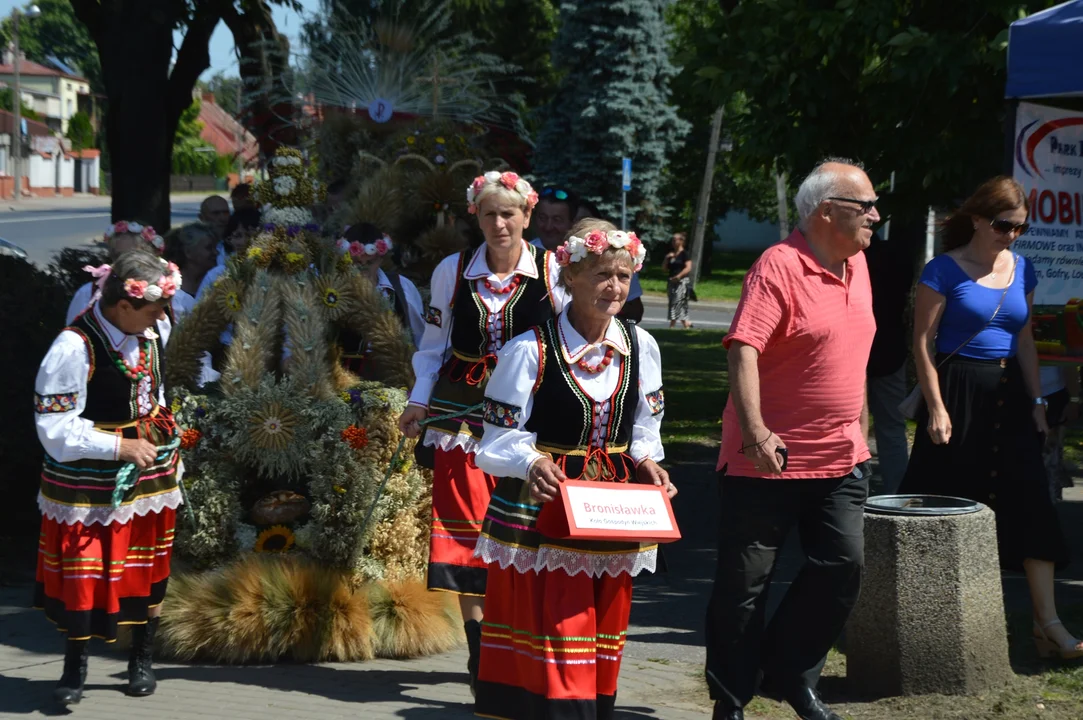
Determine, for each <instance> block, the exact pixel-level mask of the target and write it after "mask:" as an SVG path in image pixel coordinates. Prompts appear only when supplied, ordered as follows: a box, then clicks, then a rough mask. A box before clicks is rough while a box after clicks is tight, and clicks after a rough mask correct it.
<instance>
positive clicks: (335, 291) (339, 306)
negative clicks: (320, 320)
mask: <svg viewBox="0 0 1083 720" xmlns="http://www.w3.org/2000/svg"><path fill="white" fill-rule="evenodd" d="M341 279H342V275H340V274H338V273H336V274H334V275H324V276H321V277H319V279H317V280H316V292H317V293H318V297H319V306H321V309H322V310H323V311H324V313H325V315H326V317H327V319H328V320H336V319H338V318H340V317H342V315H344V314H345V313H347V302H345V300H347V298H345V292H347V286H345V285H343V284H342V282H341Z"/></svg>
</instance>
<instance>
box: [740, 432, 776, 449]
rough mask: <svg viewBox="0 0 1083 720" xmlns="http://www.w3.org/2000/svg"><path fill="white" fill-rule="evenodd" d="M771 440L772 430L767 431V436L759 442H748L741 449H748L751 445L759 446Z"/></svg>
mask: <svg viewBox="0 0 1083 720" xmlns="http://www.w3.org/2000/svg"><path fill="white" fill-rule="evenodd" d="M769 440H771V433H770V432H769V433H767V437H765V438H764V440H761V441H759V442H758V443H748V444H747V445H742V446H741V449H742V450H747V449H748V448H749V447H759V446H760V445H762V444H764V443H766V442H767V441H769Z"/></svg>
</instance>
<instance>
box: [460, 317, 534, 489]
mask: <svg viewBox="0 0 1083 720" xmlns="http://www.w3.org/2000/svg"><path fill="white" fill-rule="evenodd" d="M537 375H538V343H537V336H536V335H535V333H534V330H529V331H526V332H523V333H522V335H520V336H517V337H516V338H513V339H512V340H511V342H509V343H508V344H506V345H505V346H504V349H503V350H500V352H499V354H498V355H497V361H496V369H495V370H493V376H492V377H491V378H490V379H488V384H487V385H486V387H485V410H484V413H483V417H484V420H485V432H484V433H483V434H482V440H481V445H480V446H479V448H478V453H477V455H475V456H474V461H475V462H477V463H478V467H479V468H481V469H482V470H484V471H485V472H487V473H488V474H491V475H496V476H497V477H520V479H523V480H525V479H526V472H527V471H529V470H530V468H531V464H532V463H533V462H534V461H535V460H537V459H538V458H540V457H544V455H543V454H541V453H538V450H537V448H536V447H535V446H534V444H535V442H536V440H537V435H535V434H534V433H532V432H527V431H526V430H524V426H525V424H526V420H529V419H530V417H531V410H532V409H533V407H534V385H535V383H536V380H537Z"/></svg>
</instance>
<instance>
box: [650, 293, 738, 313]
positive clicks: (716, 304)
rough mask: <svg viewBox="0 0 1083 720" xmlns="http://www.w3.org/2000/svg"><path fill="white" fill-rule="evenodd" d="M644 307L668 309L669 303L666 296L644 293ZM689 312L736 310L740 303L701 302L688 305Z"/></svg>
mask: <svg viewBox="0 0 1083 720" xmlns="http://www.w3.org/2000/svg"><path fill="white" fill-rule="evenodd" d="M641 299H642V301H643V304H644V305H654V306H660V307H667V306H668V305H669V301H668V300H667V299H666V296H664V294H662V293H655V292H644V293H643V294H642V296H641ZM688 309H689V310H731V311H732V310H736V309H738V303H736V301H735V300H699V301H695V302H689V303H688Z"/></svg>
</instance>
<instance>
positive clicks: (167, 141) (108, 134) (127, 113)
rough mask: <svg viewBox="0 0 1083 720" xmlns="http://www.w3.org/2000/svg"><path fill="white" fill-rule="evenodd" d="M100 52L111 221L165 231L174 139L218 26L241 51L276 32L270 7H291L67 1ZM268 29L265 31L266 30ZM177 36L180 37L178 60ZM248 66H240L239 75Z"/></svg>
mask: <svg viewBox="0 0 1083 720" xmlns="http://www.w3.org/2000/svg"><path fill="white" fill-rule="evenodd" d="M70 2H71V6H73V8H74V9H75V13H76V16H77V17H78V18H79V21H80V22H81V23H82V24H83V25H84V26H86V28H87V30H88V32H89V35H90V37H91V39H92V40H93V41H94V44H95V45H96V47H97V53H99V57H100V58H101V64H102V81H103V87H104V89H105V94H106V96H107V99H108V108H107V110H106V115H105V132H106V142H107V144H108V147H109V152H110V158H112V169H113V218H114V220H120V219H134V220H142V221H143V222H147V223H151V224H153V225H154V226H155V227H168V226H169V217H170V212H169V174H170V170H171V168H172V155H173V138H174V136H175V134H177V127H178V123H179V122H180V119H181V114H182V113H184V110H185V109H187V108H188V107H190V106H191V105H192V91H193V89H194V88H195V86H196V81H197V80H198V79H199V76H200V75H201V74H203V73H204V70H206V69H207V68H208V67H209V66H210V53H209V49H208V48H209V43H210V37H211V34H212V32H213V31H214V28H216V27H217V26H218V24H219V22H221V21H223V19H224V21H225V22H226V24H227V25H229V26H230V29H231V30H232V31H233V35H234V40H235V43H236V45H237V48H238V51H239V52H242V53H245V52H247V51H248V50H249V49H250V48H251V47H252V43H251V42H249V40H251V39H253V38H256V39H259V38H262V37H265V36H268V35H269V34H270V32H271V31H273V27H274V24H273V22H271V21H270V10H269V8H268V4H269V2H273V3H278V4H291V5H296V2H295V0H156V1H154V2H148V1H146V0H70ZM268 23H270V28H269V27H268ZM174 35H175V36H177V37H179V38H180V45H179V47H178V48H177V50H175V53H174V49H173V41H174ZM244 67H245V65H244V64H243V65H242V68H243V71H244Z"/></svg>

***

--- Brief ---
Retype only this portion of the data above: the line containing "box: [650, 293, 738, 313]", the line containing "positive clicks: (167, 141)", and all lines between them, exactly.

--- Answer box ---
box: [650, 293, 738, 313]
positive clicks: (716, 304)
rough mask: <svg viewBox="0 0 1083 720" xmlns="http://www.w3.org/2000/svg"><path fill="white" fill-rule="evenodd" d="M644 307L668 309L669 303L666 296L644 293ZM689 312L736 310L740 303L701 302L688 305Z"/></svg>
mask: <svg viewBox="0 0 1083 720" xmlns="http://www.w3.org/2000/svg"><path fill="white" fill-rule="evenodd" d="M641 299H642V301H643V304H644V305H654V306H660V307H667V306H668V305H669V301H668V300H667V299H666V296H664V294H662V293H655V292H644V293H643V294H642V296H641ZM688 309H689V310H731V311H732V310H736V309H738V303H736V301H735V300H699V301H695V302H689V303H688Z"/></svg>
</instance>
<instance>
positive clicks: (167, 141) (108, 134) (127, 113)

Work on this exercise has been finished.